Data extracted from a collection:
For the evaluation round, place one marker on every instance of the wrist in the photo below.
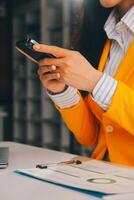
(93, 80)
(59, 92)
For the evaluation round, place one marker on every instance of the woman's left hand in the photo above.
(73, 68)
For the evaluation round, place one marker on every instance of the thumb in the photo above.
(56, 51)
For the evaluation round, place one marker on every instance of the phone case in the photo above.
(26, 48)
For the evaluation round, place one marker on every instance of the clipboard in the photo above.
(92, 177)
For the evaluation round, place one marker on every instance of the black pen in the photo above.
(45, 166)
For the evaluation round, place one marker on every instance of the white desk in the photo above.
(2, 117)
(17, 187)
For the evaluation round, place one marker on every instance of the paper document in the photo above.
(91, 175)
(119, 197)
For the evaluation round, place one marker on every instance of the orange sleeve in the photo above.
(81, 122)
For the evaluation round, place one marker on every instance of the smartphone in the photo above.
(4, 153)
(26, 48)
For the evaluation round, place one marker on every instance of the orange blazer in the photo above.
(111, 130)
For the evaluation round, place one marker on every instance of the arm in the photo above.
(121, 110)
(81, 122)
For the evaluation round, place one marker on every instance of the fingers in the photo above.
(50, 76)
(45, 69)
(51, 61)
(56, 51)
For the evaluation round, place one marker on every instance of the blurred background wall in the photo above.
(28, 114)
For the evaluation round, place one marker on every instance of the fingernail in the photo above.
(36, 46)
(53, 67)
(58, 75)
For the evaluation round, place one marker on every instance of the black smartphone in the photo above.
(26, 48)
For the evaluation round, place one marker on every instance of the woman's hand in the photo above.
(50, 79)
(71, 68)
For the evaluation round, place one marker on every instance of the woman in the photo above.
(105, 117)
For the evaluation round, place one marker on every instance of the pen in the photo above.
(45, 166)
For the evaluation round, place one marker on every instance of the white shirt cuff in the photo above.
(66, 99)
(104, 91)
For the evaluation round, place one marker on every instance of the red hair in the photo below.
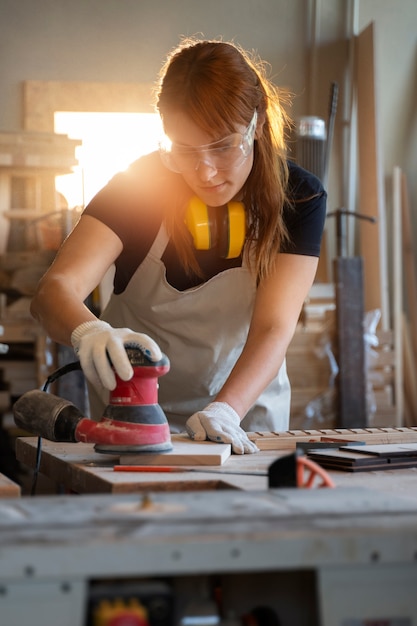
(219, 85)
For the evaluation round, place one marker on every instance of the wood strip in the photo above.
(288, 440)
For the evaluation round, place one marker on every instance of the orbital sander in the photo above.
(133, 421)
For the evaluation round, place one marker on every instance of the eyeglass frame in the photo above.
(246, 140)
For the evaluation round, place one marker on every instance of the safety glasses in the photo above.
(224, 154)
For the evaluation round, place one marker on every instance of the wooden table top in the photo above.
(78, 468)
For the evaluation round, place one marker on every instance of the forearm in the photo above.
(259, 363)
(59, 310)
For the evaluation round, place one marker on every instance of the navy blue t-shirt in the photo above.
(120, 206)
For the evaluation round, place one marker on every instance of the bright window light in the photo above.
(110, 142)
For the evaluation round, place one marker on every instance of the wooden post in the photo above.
(348, 274)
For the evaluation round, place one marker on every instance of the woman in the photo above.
(224, 315)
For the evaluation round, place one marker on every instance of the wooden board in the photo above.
(367, 458)
(288, 440)
(185, 452)
(373, 236)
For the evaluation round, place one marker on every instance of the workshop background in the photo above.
(105, 55)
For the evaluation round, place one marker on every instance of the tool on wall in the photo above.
(133, 421)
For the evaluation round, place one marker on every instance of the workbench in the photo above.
(79, 469)
(206, 548)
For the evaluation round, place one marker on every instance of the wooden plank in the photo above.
(185, 452)
(351, 380)
(371, 187)
(288, 440)
(8, 488)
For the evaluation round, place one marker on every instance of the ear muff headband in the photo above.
(198, 223)
(221, 227)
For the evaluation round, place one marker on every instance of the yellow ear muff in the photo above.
(220, 227)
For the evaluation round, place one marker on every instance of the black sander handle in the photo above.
(46, 415)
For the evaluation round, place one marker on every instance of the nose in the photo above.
(205, 169)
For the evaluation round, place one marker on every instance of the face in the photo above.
(203, 167)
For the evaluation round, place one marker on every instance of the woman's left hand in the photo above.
(220, 423)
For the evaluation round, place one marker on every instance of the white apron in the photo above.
(202, 331)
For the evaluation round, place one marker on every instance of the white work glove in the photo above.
(96, 342)
(220, 423)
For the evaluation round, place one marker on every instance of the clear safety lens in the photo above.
(221, 155)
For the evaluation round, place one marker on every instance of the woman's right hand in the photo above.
(101, 350)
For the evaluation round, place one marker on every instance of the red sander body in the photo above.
(132, 422)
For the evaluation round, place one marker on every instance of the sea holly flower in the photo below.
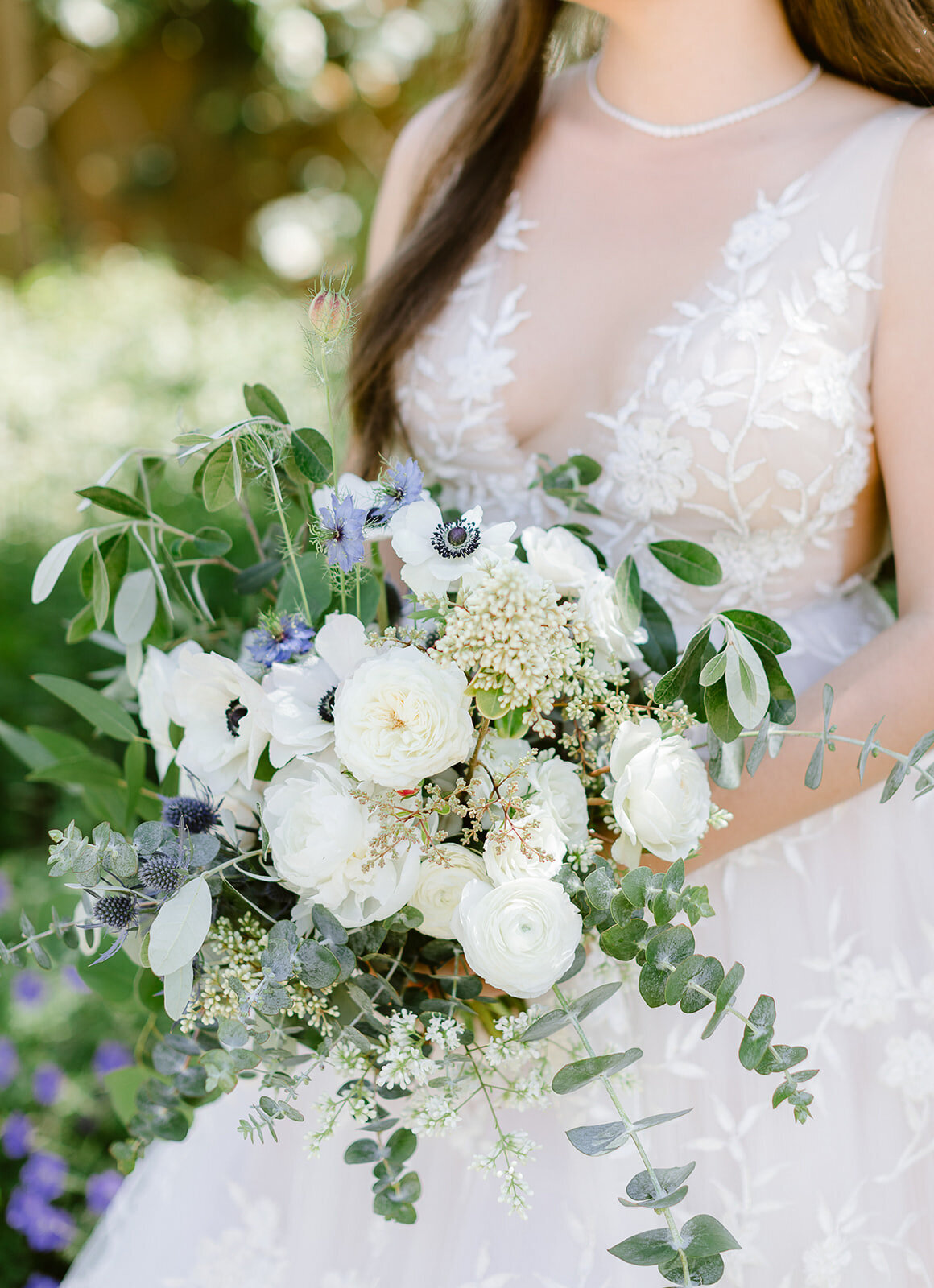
(437, 553)
(300, 699)
(341, 526)
(222, 712)
(280, 638)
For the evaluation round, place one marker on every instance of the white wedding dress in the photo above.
(744, 422)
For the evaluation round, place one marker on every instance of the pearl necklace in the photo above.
(684, 132)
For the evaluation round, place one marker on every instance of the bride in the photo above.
(712, 268)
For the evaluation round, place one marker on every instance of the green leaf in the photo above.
(218, 481)
(757, 1036)
(598, 1139)
(212, 543)
(705, 1236)
(629, 594)
(710, 976)
(180, 927)
(262, 401)
(312, 455)
(650, 1249)
(134, 609)
(52, 566)
(105, 714)
(688, 562)
(760, 629)
(577, 1075)
(110, 499)
(660, 650)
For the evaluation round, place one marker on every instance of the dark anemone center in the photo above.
(457, 540)
(235, 714)
(326, 705)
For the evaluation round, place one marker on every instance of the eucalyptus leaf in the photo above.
(180, 927)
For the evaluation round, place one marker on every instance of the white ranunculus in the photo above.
(519, 937)
(300, 697)
(437, 554)
(320, 841)
(442, 877)
(560, 558)
(530, 847)
(403, 716)
(223, 715)
(661, 799)
(599, 611)
(156, 708)
(560, 794)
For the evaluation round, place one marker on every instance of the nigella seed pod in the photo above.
(116, 911)
(330, 315)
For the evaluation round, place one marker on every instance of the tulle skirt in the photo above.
(833, 918)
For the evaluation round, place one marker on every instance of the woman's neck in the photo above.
(680, 61)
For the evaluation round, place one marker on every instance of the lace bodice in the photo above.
(745, 419)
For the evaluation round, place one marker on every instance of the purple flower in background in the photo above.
(17, 1137)
(10, 1063)
(29, 989)
(109, 1056)
(101, 1189)
(280, 641)
(343, 527)
(74, 980)
(47, 1229)
(44, 1175)
(47, 1084)
(401, 486)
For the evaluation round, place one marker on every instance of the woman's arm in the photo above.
(893, 675)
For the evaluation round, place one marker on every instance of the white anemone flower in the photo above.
(156, 710)
(300, 697)
(223, 714)
(437, 554)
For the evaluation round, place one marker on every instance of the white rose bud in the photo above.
(661, 799)
(560, 557)
(519, 937)
(530, 847)
(441, 881)
(401, 718)
(560, 794)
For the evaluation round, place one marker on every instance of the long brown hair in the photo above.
(882, 44)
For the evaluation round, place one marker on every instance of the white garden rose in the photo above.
(320, 841)
(403, 716)
(560, 794)
(599, 611)
(223, 715)
(519, 937)
(530, 847)
(442, 877)
(661, 799)
(560, 557)
(156, 708)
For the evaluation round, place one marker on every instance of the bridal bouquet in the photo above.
(357, 835)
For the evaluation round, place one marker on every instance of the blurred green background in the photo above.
(174, 174)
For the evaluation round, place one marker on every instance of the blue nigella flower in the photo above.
(280, 642)
(47, 1084)
(110, 1055)
(47, 1229)
(343, 527)
(29, 989)
(44, 1175)
(10, 1063)
(401, 485)
(101, 1189)
(16, 1137)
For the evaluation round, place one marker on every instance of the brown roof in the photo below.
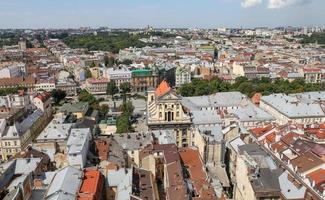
(306, 162)
(192, 161)
(176, 189)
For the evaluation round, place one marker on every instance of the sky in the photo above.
(160, 13)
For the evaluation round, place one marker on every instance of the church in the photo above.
(165, 111)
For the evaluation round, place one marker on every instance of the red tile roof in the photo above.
(260, 131)
(91, 186)
(192, 161)
(318, 176)
(257, 98)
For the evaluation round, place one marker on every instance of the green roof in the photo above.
(142, 72)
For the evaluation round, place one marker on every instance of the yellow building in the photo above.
(18, 136)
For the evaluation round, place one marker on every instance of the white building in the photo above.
(77, 147)
(119, 76)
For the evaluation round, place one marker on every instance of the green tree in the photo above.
(125, 88)
(88, 73)
(92, 65)
(187, 90)
(123, 124)
(85, 96)
(127, 108)
(58, 95)
(109, 61)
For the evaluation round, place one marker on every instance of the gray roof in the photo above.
(55, 130)
(74, 107)
(114, 178)
(250, 112)
(65, 184)
(77, 140)
(19, 129)
(267, 181)
(221, 99)
(310, 96)
(235, 143)
(124, 188)
(214, 133)
(165, 136)
(205, 117)
(288, 189)
(292, 107)
(133, 141)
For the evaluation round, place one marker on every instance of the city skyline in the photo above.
(161, 14)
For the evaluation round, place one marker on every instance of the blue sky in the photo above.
(160, 13)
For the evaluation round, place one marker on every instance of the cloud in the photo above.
(274, 4)
(250, 3)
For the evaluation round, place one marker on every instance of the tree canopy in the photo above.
(265, 86)
(58, 95)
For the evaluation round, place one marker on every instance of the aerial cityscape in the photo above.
(162, 100)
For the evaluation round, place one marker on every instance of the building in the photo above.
(165, 164)
(45, 85)
(286, 109)
(256, 174)
(54, 137)
(12, 70)
(198, 178)
(165, 111)
(42, 101)
(20, 99)
(17, 137)
(78, 146)
(311, 75)
(182, 76)
(142, 79)
(96, 86)
(119, 75)
(78, 109)
(65, 184)
(67, 85)
(92, 186)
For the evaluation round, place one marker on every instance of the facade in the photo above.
(165, 111)
(21, 99)
(143, 79)
(311, 75)
(78, 146)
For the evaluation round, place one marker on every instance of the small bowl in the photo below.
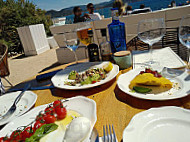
(123, 59)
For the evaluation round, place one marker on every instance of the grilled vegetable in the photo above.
(141, 89)
(41, 132)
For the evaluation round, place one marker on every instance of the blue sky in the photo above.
(60, 4)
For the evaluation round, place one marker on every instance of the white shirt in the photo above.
(95, 16)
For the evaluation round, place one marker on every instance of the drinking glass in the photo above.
(82, 32)
(184, 36)
(72, 42)
(151, 31)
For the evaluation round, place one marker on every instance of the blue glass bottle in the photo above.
(117, 33)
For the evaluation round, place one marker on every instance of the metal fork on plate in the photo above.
(109, 134)
(13, 107)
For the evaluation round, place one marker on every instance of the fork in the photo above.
(108, 136)
(13, 107)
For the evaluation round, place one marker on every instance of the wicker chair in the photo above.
(4, 69)
(170, 39)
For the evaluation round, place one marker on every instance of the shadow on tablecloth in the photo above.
(146, 104)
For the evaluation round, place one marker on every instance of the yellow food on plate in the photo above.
(157, 84)
(108, 67)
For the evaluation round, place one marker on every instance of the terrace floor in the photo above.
(21, 68)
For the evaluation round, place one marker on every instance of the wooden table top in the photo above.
(113, 106)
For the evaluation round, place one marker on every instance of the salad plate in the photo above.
(164, 124)
(27, 101)
(61, 77)
(174, 93)
(82, 105)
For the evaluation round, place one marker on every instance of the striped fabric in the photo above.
(2, 90)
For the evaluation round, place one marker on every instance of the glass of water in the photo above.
(72, 42)
(151, 31)
(184, 36)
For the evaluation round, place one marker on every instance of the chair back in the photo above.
(4, 69)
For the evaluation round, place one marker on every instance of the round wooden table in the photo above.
(113, 106)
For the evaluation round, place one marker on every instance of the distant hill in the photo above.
(68, 11)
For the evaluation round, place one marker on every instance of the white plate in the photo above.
(164, 124)
(125, 79)
(26, 102)
(165, 56)
(84, 106)
(62, 76)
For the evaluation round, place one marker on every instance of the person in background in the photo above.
(173, 3)
(142, 6)
(78, 15)
(2, 90)
(121, 7)
(129, 9)
(93, 16)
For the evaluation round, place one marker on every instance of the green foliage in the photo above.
(18, 13)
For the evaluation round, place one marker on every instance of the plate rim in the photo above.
(149, 98)
(136, 117)
(34, 95)
(41, 106)
(92, 85)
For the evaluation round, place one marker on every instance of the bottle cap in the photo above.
(122, 53)
(114, 9)
(103, 32)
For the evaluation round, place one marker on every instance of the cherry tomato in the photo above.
(49, 119)
(61, 112)
(57, 104)
(16, 135)
(28, 132)
(148, 70)
(40, 118)
(93, 82)
(50, 110)
(2, 139)
(37, 125)
(142, 72)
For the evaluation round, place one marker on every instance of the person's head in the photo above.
(90, 8)
(129, 8)
(118, 4)
(142, 6)
(77, 11)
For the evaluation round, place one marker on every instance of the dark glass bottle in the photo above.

● **YOUR INSTRUCTIONS**: Give back exactly the lines that run from the line with "food on plate in the photo above." through the close of the material, counting both ends, and nothing more.

● **WRITTEN RESPONSE**:
For the evaluation round, place one marker on every instance of the yellow food on plate in the photo above.
(157, 84)
(108, 67)
For the evaluation round, place one marker on every instance of the terrace floor in the photo above.
(21, 68)
For the evaluation round, place one marker on every instance of the wooden table top in the photo above.
(113, 106)
For the evaluation round, place one marker on every instance of the salad plate in the photo above.
(164, 124)
(27, 101)
(61, 77)
(174, 93)
(82, 105)
For the evaluation round, place one marker on every instance of the striped fabric in the photo above.
(2, 90)
For the evaluation round, place one marker on every instance of the glass of water in the photo above.
(72, 42)
(151, 31)
(184, 36)
For the evaluation round, place one marker on every instance of the chair back in the photo above.
(4, 69)
For the evaluation round, place one marker on every instance of the round wooden table in the photo above.
(113, 106)
For the evaluation round, place one marker on every instance of the distant hill in the photo above.
(68, 11)
For the evaluation round, place one marker on every instance of the white plate in the photo above.
(164, 124)
(125, 79)
(26, 102)
(165, 56)
(84, 106)
(62, 76)
For the evaluation round, place one marker on every instance of the person in background in the photo above.
(173, 3)
(142, 6)
(78, 15)
(2, 90)
(121, 7)
(129, 9)
(93, 16)
For the evaluation round, place one marker on every instance of the green foliage in the photo above.
(18, 13)
For the evaluation round, place one marker on every instance of the plate rim in the photo above.
(149, 98)
(136, 117)
(34, 95)
(41, 106)
(92, 85)
For the evaluation round, place one marker on every instance of the bottle cap in the photo above.
(122, 53)
(114, 9)
(103, 32)
For the evaluation round, place one marker on every instance of the cherry tomato in the photo above.
(49, 119)
(61, 112)
(57, 104)
(16, 135)
(28, 132)
(148, 70)
(40, 118)
(93, 82)
(50, 110)
(2, 139)
(37, 125)
(142, 72)
For the evaluation round, place one marker on every instance of the person's head in the photo above.
(90, 8)
(129, 8)
(118, 4)
(142, 6)
(77, 11)
For the evaluation round, place one marker on every instance of the dark glass bottle in the photo above.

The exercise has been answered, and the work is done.